--- Start of DATA FOR THIS EXERCISE ---
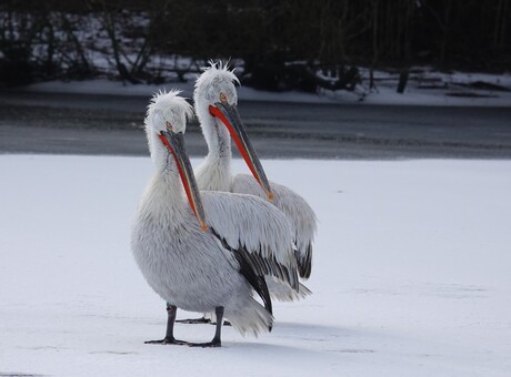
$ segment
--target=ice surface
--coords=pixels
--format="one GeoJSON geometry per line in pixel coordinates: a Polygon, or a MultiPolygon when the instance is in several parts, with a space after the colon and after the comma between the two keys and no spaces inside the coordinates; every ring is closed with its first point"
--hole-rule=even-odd
{"type": "Polygon", "coordinates": [[[317,211],[314,294],[198,349],[143,344],[166,326],[129,247],[149,157],[0,155],[0,375],[511,375],[511,161],[263,165],[317,211]]]}
{"type": "MultiPolygon", "coordinates": [[[[361,70],[363,82],[369,82],[369,71],[361,70]]],[[[318,94],[301,92],[264,92],[248,86],[240,86],[238,95],[240,100],[250,101],[280,101],[301,103],[361,103],[361,104],[394,104],[394,105],[445,105],[445,106],[511,106],[511,74],[488,74],[488,73],[440,73],[423,69],[422,73],[411,74],[404,94],[398,94],[398,75],[387,72],[375,72],[377,90],[370,92],[360,102],[361,91],[357,93],[338,90],[320,91],[318,94]],[[467,84],[483,81],[489,84],[502,86],[507,91],[471,89],[467,84]],[[433,83],[434,89],[424,89],[433,83]],[[463,94],[453,96],[453,94],[463,94]]],[[[189,82],[174,82],[160,85],[124,84],[122,82],[108,80],[89,80],[74,82],[42,82],[26,88],[36,92],[63,92],[63,93],[101,93],[117,95],[147,95],[162,89],[180,89],[183,95],[192,98],[194,75],[190,75],[189,82]]]]}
--- End of DATA FOR THIS EXERCISE ---
■ **EXERCISE REQUIREMENTS**
Render the records above as a two-column CSV with the header request,response and one row for each record. Place each record's text in the quoted request field and its answer in the quoted response field, replace line breaks with spaces, and omit the pictures.

■ **SOLUTION FOR THIS TASK**
request,response
"$ segment --target=ice surface --coords=pixels --format=""one GeoJSON geometry per line in pixel coordinates: a Polygon, or a MultiPolygon when the instance is in several parts, with a space after the colon and after the comma between the two keys and no spaces inside the coordinates; every ring is closed with its first point"" --hole-rule=even-odd","{""type"": ""Polygon"", ""coordinates"": [[[317,211],[314,294],[198,349],[143,344],[166,326],[129,247],[149,157],[0,155],[0,375],[511,375],[511,161],[263,165],[317,211]]]} {""type"": ""MultiPolygon"", ""coordinates"": [[[[361,70],[363,82],[369,82],[369,71],[361,70]]],[[[318,94],[301,92],[264,92],[248,86],[240,86],[238,95],[240,100],[250,101],[280,101],[301,103],[361,103],[361,104],[394,104],[394,105],[445,105],[445,106],[511,106],[511,74],[488,74],[488,73],[440,73],[423,69],[422,73],[411,74],[404,94],[398,94],[398,75],[387,72],[375,72],[377,90],[370,92],[360,102],[361,91],[357,93],[338,90],[320,91],[318,94]],[[467,84],[483,81],[489,84],[502,86],[507,91],[471,89],[467,84]],[[433,83],[434,89],[424,89],[433,83]],[[463,94],[453,96],[453,94],[463,94]]],[[[189,82],[174,82],[160,85],[124,84],[122,82],[108,80],[89,80],[74,82],[42,82],[26,88],[36,92],[63,92],[63,93],[101,93],[117,95],[147,95],[162,89],[180,89],[183,95],[192,98],[194,75],[190,75],[189,82]]]]}"